-------- Alıntı metin --------

Oda Tv

Aklıselim sahibi insanların vicdanlarını sızlatan olaylar giderek artıyor.

Türkiye’de, işsizlerin, asgari ücretle çalışanların, öğrencilerin, emekçilerin, emeklilerin ve hemen her kesimin isteklerine kulaklarını tıkayanlar, neredeyse her yasa değişikliğinde toplumun genelini daha da mağdur edenler, Mısır yönetimine “Sokağın sesini dinleyin” diyerek öğüt veriyor!

Polis, klasikleşmiş “Ergenekon’cu” iddiasıyla muhalif yayın organı Oda Tv’yi basıyor, başta Soner Yalçın olmak üzere kimi yazarlarını derdest ediyor. Bu olay sonrasında, açık-gizli AKP yandaşlarının ileri demokrasi anlayışları ortalığa saçılıyor. Oda Tv olayı üzerine, bir Taraf Gazetesi yazarı, Soner Yalçın’ı kast ederek televizyonda, “Bu yazar benim yazılarımı çarpıtarak yazıyor” deyip, o yazarın başına gelenleri benimsediğini ima ediyor. Oral Çalışlar, AKP’nin yargıda yaptıkları değişiklikleri savunmakla kalmıyor, “Ergenekon ve Balyoz davalarını yürüten yargıç ve savcılar (yapılan hatalara, hakkından hukukundan olan insanlara rağmen) tarihi bir dönüşüme katkıda bulunuyorlar” diyor! Akademisyen milletvekili Ufuk Uras, “Geç bile kaldılar” diyor! Bu tür vicdanları sızlatan yorumlardan geçilmiyor.

Olaylar Oda Tv ile de sınırlı kalmıyor.

Mecliste ve grup toplantılarında, siyasal parti liderleri, birbirlerine, “Aman çocuklar duymasın” dedirten sözlerle hitap etmeye devam ediyorlar.

Bir bakıyorsunuz 70 milyonluk laik (!) ülkenin Cumhurbaşkanı, İran’ın dini liderini, ayakkabılarını çıkararak ziyaret ediyor!

Bir ilahiyat profesörü, “Dekolte giyersen tecavüze uğrarsın” demeye getiriyor! İlahiyatçı da olsa, akademisyen de olsa, aklının fikrinin etek altıyla sınırlı olduğunu göstermekten hiç çekinmiyor. İlahiyatçı profesörü böyle olan bir ülkenin, Dünya Ekonomi Forumu’nun 2010 yılı raporuna göre, cinsiyet eşitsizliği ile ilgili olarak neden 134 ülke içinde 126’ıncı sırada olduğu daha iyi anlaşılıyor.

Bu arada ve her zaman olduğu gibi atı alan Üsküdar’ı geçiyor: “Radyo ve Televizyonların Kuruluş ve Yayın Hizmetleri Hakkında Kanun Tasarısı" kabul ediliyor. Bu yasaya göre yayın hizmetleri, “Türkiye Cumhuriyeti Devleti'nin varlık ve bağımsızlığına, devletin ülkesi ve milletiyle bölünmez bütünlüğüne, Atatürk ilke ve inkılaplarına aykırı olamayacak ırk, dil, din, cinsiyet, sınıf, bölge ve mezhep farkı gözeterek toplumu kin ve düşmanlığa tahrik edemeyecek veya toplumda nefret duyguları oluşturamayacak terörü övemeyecek ve teşvik edemeyecek, terör örgütlerini güçlü veya haklı gösteremeyecek.” İyi mi?

-------- Satır listesi --------

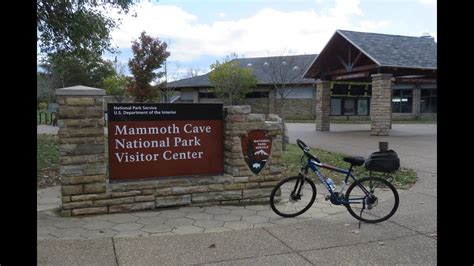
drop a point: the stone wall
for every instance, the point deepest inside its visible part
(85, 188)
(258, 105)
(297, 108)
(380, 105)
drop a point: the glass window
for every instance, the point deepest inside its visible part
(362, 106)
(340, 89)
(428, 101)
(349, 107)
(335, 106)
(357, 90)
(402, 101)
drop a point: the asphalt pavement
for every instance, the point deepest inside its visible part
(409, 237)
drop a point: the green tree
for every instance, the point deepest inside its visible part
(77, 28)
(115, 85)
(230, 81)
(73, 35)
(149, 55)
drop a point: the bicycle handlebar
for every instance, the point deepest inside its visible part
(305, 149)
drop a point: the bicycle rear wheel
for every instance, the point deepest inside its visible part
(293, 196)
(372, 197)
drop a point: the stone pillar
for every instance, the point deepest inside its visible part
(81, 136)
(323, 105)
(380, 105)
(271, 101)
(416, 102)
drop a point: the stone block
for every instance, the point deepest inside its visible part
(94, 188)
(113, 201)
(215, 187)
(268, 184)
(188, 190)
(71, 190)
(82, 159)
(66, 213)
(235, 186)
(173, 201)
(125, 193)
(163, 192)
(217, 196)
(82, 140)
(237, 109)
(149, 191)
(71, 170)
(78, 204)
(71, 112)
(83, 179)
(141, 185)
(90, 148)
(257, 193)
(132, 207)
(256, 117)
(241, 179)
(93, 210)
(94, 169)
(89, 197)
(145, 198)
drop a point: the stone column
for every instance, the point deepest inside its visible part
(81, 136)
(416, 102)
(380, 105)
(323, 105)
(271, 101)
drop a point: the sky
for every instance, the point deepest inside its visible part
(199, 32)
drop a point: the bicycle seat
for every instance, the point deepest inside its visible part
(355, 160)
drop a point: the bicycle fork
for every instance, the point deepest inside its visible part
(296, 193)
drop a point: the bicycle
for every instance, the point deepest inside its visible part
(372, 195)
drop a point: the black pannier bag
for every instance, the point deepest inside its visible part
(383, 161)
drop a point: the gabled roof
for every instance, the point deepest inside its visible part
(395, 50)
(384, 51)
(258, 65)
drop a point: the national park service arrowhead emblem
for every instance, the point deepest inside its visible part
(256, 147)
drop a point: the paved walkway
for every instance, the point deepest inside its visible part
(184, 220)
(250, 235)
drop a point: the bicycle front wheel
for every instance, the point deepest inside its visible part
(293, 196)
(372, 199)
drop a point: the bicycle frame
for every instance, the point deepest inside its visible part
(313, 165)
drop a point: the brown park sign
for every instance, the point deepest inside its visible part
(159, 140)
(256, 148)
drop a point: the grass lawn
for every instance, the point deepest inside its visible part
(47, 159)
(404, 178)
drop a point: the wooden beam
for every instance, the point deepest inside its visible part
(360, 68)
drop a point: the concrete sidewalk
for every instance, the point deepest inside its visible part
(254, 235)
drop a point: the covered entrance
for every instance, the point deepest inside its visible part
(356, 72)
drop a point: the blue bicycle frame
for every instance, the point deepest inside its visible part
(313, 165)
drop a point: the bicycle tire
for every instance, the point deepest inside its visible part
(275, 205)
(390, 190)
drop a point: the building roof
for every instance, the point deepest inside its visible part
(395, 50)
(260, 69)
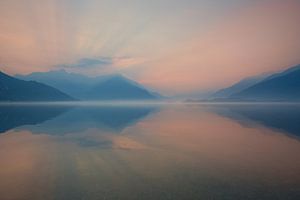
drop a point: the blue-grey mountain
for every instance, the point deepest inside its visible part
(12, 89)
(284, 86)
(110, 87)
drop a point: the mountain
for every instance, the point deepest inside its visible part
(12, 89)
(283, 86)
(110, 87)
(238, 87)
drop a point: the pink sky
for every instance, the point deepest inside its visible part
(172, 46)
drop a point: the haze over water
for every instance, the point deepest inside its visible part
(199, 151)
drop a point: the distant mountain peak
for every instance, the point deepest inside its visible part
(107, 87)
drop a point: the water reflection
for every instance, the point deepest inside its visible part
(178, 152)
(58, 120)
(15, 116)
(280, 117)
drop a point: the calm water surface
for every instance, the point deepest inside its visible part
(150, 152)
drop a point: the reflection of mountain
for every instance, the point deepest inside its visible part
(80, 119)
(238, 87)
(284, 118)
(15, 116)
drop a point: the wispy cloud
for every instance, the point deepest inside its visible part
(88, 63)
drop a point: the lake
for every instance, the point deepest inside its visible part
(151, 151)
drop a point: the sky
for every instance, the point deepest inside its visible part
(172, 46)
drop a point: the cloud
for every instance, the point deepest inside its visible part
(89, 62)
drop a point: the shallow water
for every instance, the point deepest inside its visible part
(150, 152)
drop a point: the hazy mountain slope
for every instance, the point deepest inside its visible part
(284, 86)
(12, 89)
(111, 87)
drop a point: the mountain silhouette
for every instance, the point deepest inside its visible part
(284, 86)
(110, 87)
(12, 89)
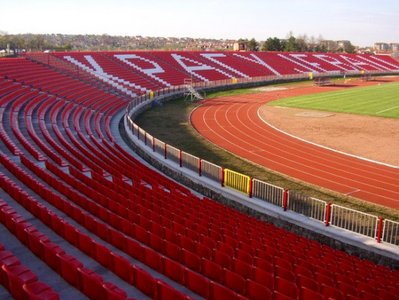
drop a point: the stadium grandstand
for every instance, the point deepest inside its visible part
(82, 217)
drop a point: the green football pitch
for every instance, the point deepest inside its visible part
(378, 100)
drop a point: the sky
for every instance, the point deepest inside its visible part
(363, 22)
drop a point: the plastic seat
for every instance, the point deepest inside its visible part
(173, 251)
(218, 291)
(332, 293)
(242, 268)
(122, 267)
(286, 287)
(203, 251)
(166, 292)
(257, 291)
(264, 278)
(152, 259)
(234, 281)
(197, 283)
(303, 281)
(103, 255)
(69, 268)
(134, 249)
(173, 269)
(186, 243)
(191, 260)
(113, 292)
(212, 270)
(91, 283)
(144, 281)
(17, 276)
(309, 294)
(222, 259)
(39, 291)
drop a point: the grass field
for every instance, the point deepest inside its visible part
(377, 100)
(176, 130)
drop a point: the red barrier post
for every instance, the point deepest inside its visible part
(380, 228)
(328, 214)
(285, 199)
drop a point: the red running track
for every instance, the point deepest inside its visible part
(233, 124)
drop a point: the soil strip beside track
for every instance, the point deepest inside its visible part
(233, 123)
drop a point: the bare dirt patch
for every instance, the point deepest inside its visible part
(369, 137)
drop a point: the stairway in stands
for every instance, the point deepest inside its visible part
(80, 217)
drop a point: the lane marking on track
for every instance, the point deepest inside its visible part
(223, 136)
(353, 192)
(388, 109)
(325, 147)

--------
-------- Satır listesi --------

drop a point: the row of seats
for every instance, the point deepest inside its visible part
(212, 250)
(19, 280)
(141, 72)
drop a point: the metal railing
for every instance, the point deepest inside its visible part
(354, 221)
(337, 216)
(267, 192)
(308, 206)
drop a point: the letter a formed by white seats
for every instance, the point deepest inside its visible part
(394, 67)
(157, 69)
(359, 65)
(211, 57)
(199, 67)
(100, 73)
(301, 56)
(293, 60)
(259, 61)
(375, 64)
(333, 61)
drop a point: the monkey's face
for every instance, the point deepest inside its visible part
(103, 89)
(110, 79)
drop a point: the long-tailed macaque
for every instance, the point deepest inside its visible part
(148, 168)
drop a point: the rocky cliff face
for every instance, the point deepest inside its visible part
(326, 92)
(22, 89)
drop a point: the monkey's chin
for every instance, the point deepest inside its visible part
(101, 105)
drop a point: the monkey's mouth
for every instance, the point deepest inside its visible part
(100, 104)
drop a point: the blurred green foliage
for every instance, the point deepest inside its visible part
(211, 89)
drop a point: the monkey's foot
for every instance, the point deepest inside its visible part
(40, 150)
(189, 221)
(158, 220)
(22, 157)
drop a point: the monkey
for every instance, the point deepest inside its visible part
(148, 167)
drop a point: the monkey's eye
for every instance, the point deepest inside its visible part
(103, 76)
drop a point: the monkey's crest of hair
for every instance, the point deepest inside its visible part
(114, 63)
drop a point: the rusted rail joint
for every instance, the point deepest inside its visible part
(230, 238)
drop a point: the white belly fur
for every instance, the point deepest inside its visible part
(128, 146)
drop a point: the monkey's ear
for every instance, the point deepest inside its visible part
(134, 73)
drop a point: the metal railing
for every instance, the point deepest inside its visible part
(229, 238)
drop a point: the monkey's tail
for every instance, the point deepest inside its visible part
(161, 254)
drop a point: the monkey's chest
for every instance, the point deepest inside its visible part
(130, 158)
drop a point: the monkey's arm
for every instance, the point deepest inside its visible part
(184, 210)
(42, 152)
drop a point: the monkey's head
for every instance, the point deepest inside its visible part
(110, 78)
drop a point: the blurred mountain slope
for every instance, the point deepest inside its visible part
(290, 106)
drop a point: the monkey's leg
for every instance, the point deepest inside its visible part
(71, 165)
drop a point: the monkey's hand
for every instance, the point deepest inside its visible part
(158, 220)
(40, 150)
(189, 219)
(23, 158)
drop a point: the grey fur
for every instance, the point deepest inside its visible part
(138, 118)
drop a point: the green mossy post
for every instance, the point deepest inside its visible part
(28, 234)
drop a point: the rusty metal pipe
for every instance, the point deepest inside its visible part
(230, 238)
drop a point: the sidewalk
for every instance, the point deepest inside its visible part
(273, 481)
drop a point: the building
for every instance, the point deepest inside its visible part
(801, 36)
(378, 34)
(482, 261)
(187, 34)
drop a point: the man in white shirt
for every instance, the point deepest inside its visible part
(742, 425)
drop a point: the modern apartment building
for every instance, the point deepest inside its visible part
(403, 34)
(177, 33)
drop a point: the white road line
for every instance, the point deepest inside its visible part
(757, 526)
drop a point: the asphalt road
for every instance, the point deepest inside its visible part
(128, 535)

--------

§ Görevleriniz:
a – Oda Tv baskınını anlatan metne göre, polisin derdest ettiği yazarlar arasında başta kim geliyor?
b – Satırlar arasında "reflection" sözcüğünü içeren her satırı toplayın.

§ Yazılı cevaplar:
a – Soner Yalçın.

b –
drop a point: the water reflection
drop a point: the reflection of mountain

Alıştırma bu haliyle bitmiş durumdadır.